■ Request ■
Drop the images; return everything else in the listing below exactly.

■ Records to use ■
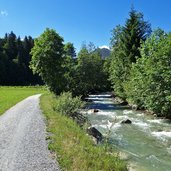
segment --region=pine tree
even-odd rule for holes
[[[110,66],[110,79],[117,95],[126,99],[124,84],[129,78],[132,63],[141,57],[139,47],[151,33],[148,22],[143,14],[133,8],[129,13],[125,26],[117,26],[113,32],[112,61]]]

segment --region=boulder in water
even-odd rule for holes
[[[96,138],[97,143],[102,141],[103,136],[95,127],[89,127],[87,129],[87,132],[88,132],[89,135]]]
[[[120,105],[121,106],[126,106],[126,105],[128,105],[128,102],[124,101],[124,102],[120,103]]]
[[[93,112],[97,113],[97,112],[99,112],[99,109],[93,109]]]
[[[126,120],[123,120],[121,123],[122,123],[122,124],[131,124],[132,121],[129,120],[129,119],[126,119]]]

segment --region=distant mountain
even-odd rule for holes
[[[110,50],[108,48],[98,48],[98,51],[100,52],[102,59],[105,59],[110,55]]]

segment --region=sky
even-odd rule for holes
[[[131,6],[152,29],[171,31],[171,0],[0,0],[0,37],[38,37],[52,28],[79,51],[83,43],[109,46],[111,30],[124,25]]]

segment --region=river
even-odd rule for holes
[[[171,171],[171,121],[155,118],[114,103],[110,94],[90,95],[87,113],[91,124],[122,152],[137,171]],[[99,109],[94,113],[92,109]],[[125,119],[132,124],[121,124]]]

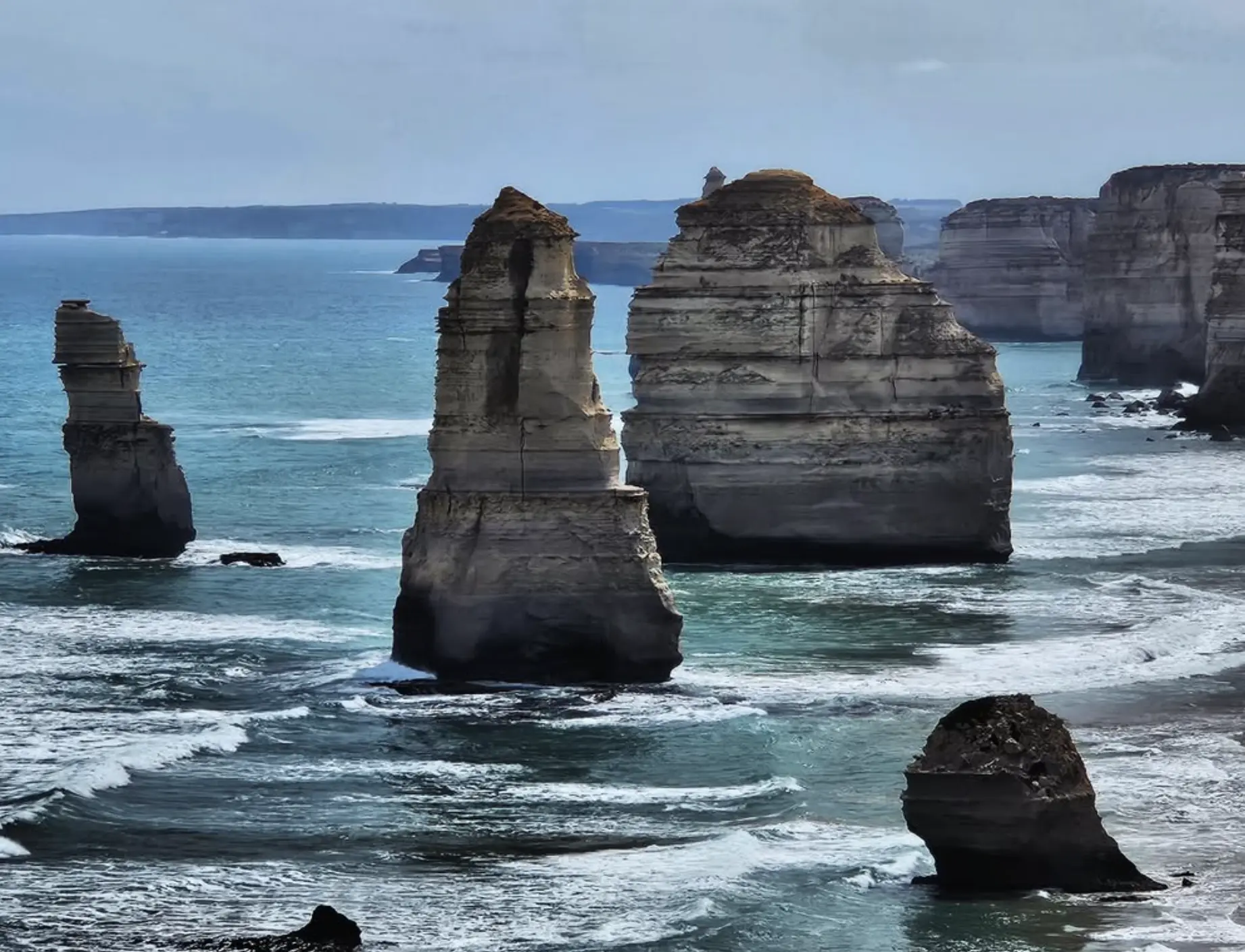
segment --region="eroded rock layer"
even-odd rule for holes
[[[442,678],[651,682],[681,660],[645,493],[619,482],[574,238],[503,189],[438,315],[433,468],[393,657]]]
[[[77,523],[63,539],[22,548],[66,555],[179,555],[194,539],[190,492],[173,453],[173,428],[143,414],[143,365],[121,325],[63,301],[56,355],[68,397],[63,427]]]
[[[1102,187],[1086,256],[1081,380],[1200,382],[1219,185],[1245,166],[1153,166]]]
[[[1206,305],[1206,382],[1184,407],[1198,427],[1245,426],[1245,177],[1219,187],[1215,270]]]
[[[969,330],[998,341],[1079,340],[1097,202],[994,198],[942,223],[930,280]]]
[[[679,562],[998,561],[1011,429],[994,348],[802,173],[679,209],[636,289],[627,482]]]
[[[1164,889],[1103,829],[1072,735],[1027,694],[960,704],[904,775],[904,820],[934,855],[939,886]]]

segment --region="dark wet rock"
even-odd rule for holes
[[[942,889],[1165,889],[1103,829],[1067,727],[1027,694],[960,704],[905,778],[904,819],[934,855]]]
[[[222,565],[233,565],[234,562],[254,565],[256,569],[271,569],[278,565],[285,565],[285,560],[279,553],[223,553],[220,555]]]

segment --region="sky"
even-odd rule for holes
[[[0,0],[0,212],[1092,195],[1245,161],[1245,0]]]

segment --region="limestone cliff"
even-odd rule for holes
[[[173,428],[142,412],[134,357],[116,320],[62,301],[56,355],[68,396],[65,449],[77,523],[63,539],[22,548],[65,555],[168,558],[194,539],[190,493]]]
[[[944,220],[929,278],[969,330],[997,341],[1079,340],[1094,199],[992,198]]]
[[[679,209],[636,289],[627,482],[679,562],[1001,561],[1011,429],[994,348],[802,173]]]
[[[432,475],[402,544],[393,657],[442,678],[662,681],[682,620],[593,372],[566,219],[513,188],[438,315]]]
[[[1218,185],[1243,170],[1150,166],[1102,187],[1086,258],[1081,380],[1203,380]]]
[[[1215,270],[1206,305],[1206,382],[1184,407],[1199,427],[1245,426],[1245,177],[1219,187]]]
[[[873,222],[881,253],[891,261],[903,261],[904,219],[899,217],[899,209],[875,195],[855,195],[848,202],[859,208],[864,217]]]

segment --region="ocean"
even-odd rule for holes
[[[1011,564],[671,572],[669,684],[403,697],[372,682],[430,470],[444,287],[390,274],[417,248],[0,238],[0,533],[72,524],[51,352],[77,296],[149,365],[199,531],[171,562],[0,551],[0,950],[283,932],[319,902],[402,952],[1245,948],[1245,446],[1094,412],[1078,345],[1002,345]],[[618,412],[629,291],[596,291]],[[910,885],[904,767],[1017,691],[1069,721],[1124,851],[1194,887]]]

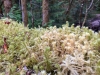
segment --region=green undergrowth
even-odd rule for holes
[[[100,33],[68,26],[28,29],[1,19],[0,75],[99,75]]]

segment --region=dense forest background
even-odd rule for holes
[[[0,0],[0,16],[25,26],[61,27],[66,21],[87,25],[100,13],[100,0]]]

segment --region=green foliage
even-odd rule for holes
[[[6,22],[10,24],[5,24]],[[7,38],[7,53],[4,53],[2,47],[4,38]],[[100,53],[97,44],[94,43],[99,42],[99,38],[99,33],[94,33],[86,27],[82,29],[69,27],[68,22],[62,28],[28,29],[21,23],[2,19],[0,20],[0,74],[23,75],[26,73],[23,69],[25,66],[34,69],[35,74],[46,72],[54,74],[54,71],[57,71],[57,74],[66,75],[67,70],[72,71],[75,67],[77,68],[75,71],[79,72],[80,66],[86,70],[86,72],[82,70],[81,74],[92,73],[91,70],[96,73],[99,71],[95,66],[99,65],[96,61],[100,58]],[[67,56],[72,63],[70,66],[66,60]],[[84,59],[86,57],[88,59]],[[16,71],[17,69],[19,71]]]

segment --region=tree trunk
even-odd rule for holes
[[[42,26],[49,22],[49,0],[42,2]]]
[[[12,0],[3,0],[4,9],[5,9],[5,16],[8,17],[8,13],[12,7]]]
[[[26,8],[26,0],[21,0],[21,6],[22,6],[22,21],[24,23],[24,26],[27,27],[28,15],[27,15],[27,8]]]

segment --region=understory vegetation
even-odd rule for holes
[[[0,75],[99,75],[100,32],[69,23],[29,29],[0,20]]]

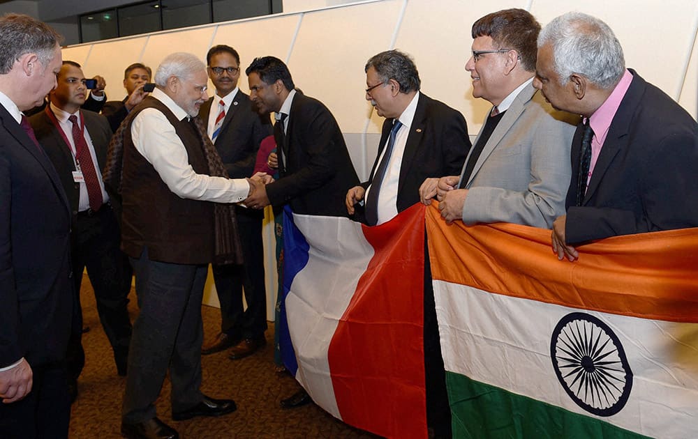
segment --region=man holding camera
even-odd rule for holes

■ Full output ■
segment --region=pine tree
even-odd rule for holes
[[[110,66],[110,79],[117,95],[126,99],[124,84],[129,78],[132,63],[141,57],[139,47],[151,33],[148,22],[143,14],[133,8],[129,13],[125,26],[117,26],[113,32],[112,61]]]

segment --region=boulder in water
even-odd rule for holes
[[[96,138],[97,143],[102,141],[103,136],[95,127],[89,127],[87,129],[87,132],[88,132],[89,135]]]
[[[120,105],[121,106],[126,106],[126,105],[128,105],[128,102],[124,101],[124,102],[120,103]]]
[[[93,112],[97,113],[97,112],[99,112],[99,109],[93,109]]]
[[[126,120],[123,120],[121,123],[122,123],[122,124],[131,124],[132,121],[129,120],[129,119],[126,119]]]

segment --region=distant mountain
even-odd rule for holes
[[[110,50],[108,48],[98,48],[98,51],[100,52],[102,59],[105,59],[110,55]]]

segment --region=sky
even-odd rule for holes
[[[131,6],[152,29],[171,31],[171,0],[0,0],[0,37],[38,37],[52,28],[79,51],[83,43],[109,46],[111,30],[124,25]]]

segment --region=river
even-odd rule for holes
[[[171,171],[171,121],[155,118],[114,103],[110,94],[90,95],[87,113],[91,124],[122,152],[137,171]],[[99,109],[94,113],[92,109]],[[125,119],[132,124],[121,124]]]

segment --region="eroded rock layer"
even-odd rule for holes
[[[442,678],[651,682],[681,660],[645,493],[619,482],[574,238],[503,189],[438,315],[433,468],[393,657]]]
[[[77,523],[63,539],[22,548],[66,555],[179,555],[194,539],[190,492],[173,453],[173,428],[143,414],[143,365],[121,325],[63,301],[56,355],[68,397],[63,427]]]
[[[1102,187],[1086,256],[1081,380],[1200,382],[1219,185],[1245,166],[1153,166]]]
[[[1206,305],[1206,382],[1184,407],[1198,427],[1245,426],[1245,177],[1219,187],[1215,270]]]
[[[969,330],[998,341],[1079,340],[1097,202],[994,198],[942,223],[930,280]]]
[[[679,562],[998,561],[1011,429],[994,348],[802,173],[679,209],[636,289],[627,482]]]
[[[1164,889],[1103,829],[1072,735],[1027,694],[960,704],[904,775],[904,820],[934,855],[939,886]]]

segment --region="dark wet rock"
even-odd rule for holes
[[[942,889],[1165,889],[1103,829],[1067,727],[1027,694],[960,704],[905,778],[904,819],[934,855]]]
[[[222,565],[233,565],[234,562],[254,565],[256,569],[271,569],[278,565],[285,565],[285,560],[279,553],[223,553],[220,555]]]

segment --region="sky"
even-odd rule for holes
[[[0,0],[0,212],[1092,195],[1245,161],[1245,0]]]

segment --region="limestone cliff"
even-odd rule for holes
[[[173,428],[142,412],[134,357],[116,320],[62,301],[56,355],[68,396],[65,449],[77,523],[63,539],[22,548],[65,555],[168,558],[194,539],[190,493]]]
[[[944,220],[929,278],[969,330],[997,341],[1079,340],[1094,199],[992,198]]]
[[[679,209],[636,289],[627,482],[679,562],[1001,561],[1011,429],[994,348],[802,173]]]
[[[432,475],[402,544],[393,657],[442,678],[662,681],[682,620],[593,372],[566,219],[513,188],[438,315]]]
[[[1218,185],[1243,170],[1150,166],[1102,187],[1086,258],[1081,380],[1203,380]]]
[[[1215,270],[1206,305],[1206,382],[1184,407],[1199,427],[1245,426],[1245,177],[1219,187]]]
[[[873,222],[881,253],[891,261],[903,261],[904,219],[899,217],[899,209],[875,195],[855,195],[848,202],[859,208],[864,217]]]

segment --region="ocean"
even-odd rule for holes
[[[1011,564],[671,572],[669,684],[403,697],[372,682],[430,470],[444,287],[390,274],[417,248],[0,238],[0,533],[72,524],[51,352],[77,296],[149,365],[199,531],[171,562],[0,551],[0,950],[283,932],[319,902],[402,952],[1245,948],[1245,446],[1094,412],[1078,345],[1002,345]],[[618,412],[629,291],[596,291]],[[910,885],[904,767],[1017,691],[1069,721],[1124,851],[1194,887]]]

segment --region=green undergrowth
even-odd rule for holes
[[[100,33],[68,26],[28,29],[1,19],[0,75],[99,75]]]

segment --region=dense forest background
even-odd rule for holes
[[[0,0],[0,16],[25,26],[61,27],[66,21],[87,25],[100,13],[100,0]]]

segment --region=green foliage
even-odd rule for holes
[[[6,22],[10,24],[5,24]],[[7,38],[7,53],[4,53],[2,47],[4,38]],[[100,53],[97,44],[94,43],[99,42],[99,38],[99,33],[94,33],[86,27],[82,29],[69,27],[68,22],[62,28],[28,29],[21,23],[2,19],[0,20],[0,74],[23,75],[26,73],[23,69],[25,66],[34,69],[35,74],[46,72],[54,74],[54,71],[57,71],[57,74],[66,75],[67,70],[72,71],[75,67],[77,68],[75,71],[79,72],[80,66],[86,70],[86,72],[82,70],[81,74],[92,73],[91,70],[96,73],[99,71],[95,66],[99,65],[96,61],[100,58]],[[67,56],[72,63],[70,66],[66,60]],[[84,59],[86,57],[88,59]],[[16,71],[17,69],[19,71]]]

segment --region=tree trunk
even-odd rule for holes
[[[42,26],[49,22],[49,0],[42,2]]]
[[[12,0],[3,0],[4,9],[5,9],[5,16],[8,17],[8,13],[12,7]]]
[[[26,8],[26,0],[21,0],[21,6],[22,6],[22,21],[24,23],[24,26],[27,27],[28,15],[27,15],[27,8]]]

segment --region=understory vegetation
even-odd rule for holes
[[[0,75],[99,75],[100,32],[69,23],[29,29],[0,20]]]

segment --region=man holding camera
even-odd rule for holes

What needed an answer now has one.